DOCUMENTGEDEELTE
========================
De voorzieningenrechter is van oordeel dat niet is gebleken dat verweerder niet bevoegd was om af te wijken van de bouwregel omtrent de derde bouwlaag. Verzoeker heeft niet bestreden dat het Bor deze mogelijkheid toestaat en verweerders beleid geeft hiertoe ook de mogelijkheid. De voorzieningenrechter is bovendien van oordeel dat niet is gebleken dat verweerder niet in redelijkheid gebruik heeft kunnen maken van deze bevoegdheid. De voorzieningenrechter overweegt hiertoe dat in artikel 2.12, eerste lid van de Wabo is bepaald dat een omgevingsvergunning op basis van het bepaalde onder a, sub 2, van dat artikel, slechts kan worden geweigerd, indien de activiteit in strijd is met een goede ruimtelijke ordening.
8.2.
Verweerder heeft zich in redelijkheid op het standpunt kunnen stellen dat niet is gebleken van strijd met een goede ruimtelijke ordening. Zoals hierboven onder de punten 8.1 tot en met 8.4 al besproken, heeft verweerder hierbij kunnen betrekken dat het afwijkende bouwplan past in het landschap. Tevens heeft verweerder daarbij gewicht kunnen toekennen aan het feit dat de hoogte van het bouwplan niet hoger wordt dan de nokhoogte die al rechtstreeks via het bestemmingsplan is toegestaan.

Vorm van het dak

9. Dit brengt de voorzieningenrechter bij de vorm van het dak van de geplande uitbreiding. Verweerder heeft ter zitting erkend dat het dak van de woning van vergunninghouder op grond van het huidige bestemmingsplan van een kap voorzien zou moeten worden. Verweerder heeft verder aangegeven hier geen standpunt over te hebben ingenomen, omdat verzoeker eerder alleen bezwaren had tegen de welstandsaspecten.
9.1.
========================
OPDRACHTEN
**1)** Wat heeft verweerder volgens de uitspraak ter zitting erkend over het dak van de woning van vergunninghouder?
**2)** Schrijf de uitspraak over het dak van de geplande uitbreiding verder vanaf het laatste getoonde punt.

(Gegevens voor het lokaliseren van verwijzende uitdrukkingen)
========================
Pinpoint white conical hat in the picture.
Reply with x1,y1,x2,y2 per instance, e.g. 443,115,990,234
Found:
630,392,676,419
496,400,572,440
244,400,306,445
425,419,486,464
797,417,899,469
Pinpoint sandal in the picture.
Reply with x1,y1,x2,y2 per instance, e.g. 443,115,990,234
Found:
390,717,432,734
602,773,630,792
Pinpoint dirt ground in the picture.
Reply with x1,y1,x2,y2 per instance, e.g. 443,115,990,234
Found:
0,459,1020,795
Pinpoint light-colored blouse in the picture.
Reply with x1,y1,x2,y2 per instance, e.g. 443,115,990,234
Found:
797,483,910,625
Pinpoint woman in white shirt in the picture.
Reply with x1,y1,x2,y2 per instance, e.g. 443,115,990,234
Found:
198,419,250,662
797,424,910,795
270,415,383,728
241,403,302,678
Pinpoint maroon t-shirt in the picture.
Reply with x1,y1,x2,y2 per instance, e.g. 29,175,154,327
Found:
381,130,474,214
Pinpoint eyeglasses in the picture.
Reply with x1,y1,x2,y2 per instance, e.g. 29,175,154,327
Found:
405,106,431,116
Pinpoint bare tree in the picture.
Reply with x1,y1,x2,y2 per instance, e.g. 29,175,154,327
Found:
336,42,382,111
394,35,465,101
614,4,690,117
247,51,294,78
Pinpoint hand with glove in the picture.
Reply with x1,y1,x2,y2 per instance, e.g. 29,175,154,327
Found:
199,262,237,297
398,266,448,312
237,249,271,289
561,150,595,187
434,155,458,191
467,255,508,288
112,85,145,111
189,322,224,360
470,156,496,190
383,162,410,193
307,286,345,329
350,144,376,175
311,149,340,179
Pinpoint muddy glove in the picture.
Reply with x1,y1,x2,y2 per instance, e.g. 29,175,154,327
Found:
========================
ANTWOORDEN PER OPDRACHT
**1)** Dat het dak op grond van het huidige bestemmingsplan van een kap voorzien zou moeten worden.

**2)**
De voorzieningenrechter overweegt dat verzoeker inderdaad niet eerder expliciet heeft gesteld dat het platte dak in strijd is met de regels van het bestemmingsplan. Wel heeft hij aan de orde gesteld dat hij problemen had met de a-typische vorm van de woning. De voorzieningenrechter is van oordeel dat verweerders standpunt dat hiermee alleen gedoeld kan zijn op welstandsaspecten een te enge uitleg van deze beroepsgrond is. Te meer omdat het de taak van verweerder is om zelf te constateren of een aanvraag voor een bouwactiviteit in strijd is met het geldende bestemmingsplan. Nu verweerder noch in de verleende vergunning, noch in het bestreden besluit heeft vermeld dat er ook vrijstelling wordt verleend van het vereiste de woning van een kap te voorzien, en hiervoor dus ook geen motivering heeft gegeven, is het besluit in zoverre onzorgvuldig voorbereid en onvoldoende gemotiveerd.
9.2.
Desalniettemin zal de voorzieningenrechter de gevraagde voorziening afwijzen. Zij overweegt hiertoe als volgt.
9.3.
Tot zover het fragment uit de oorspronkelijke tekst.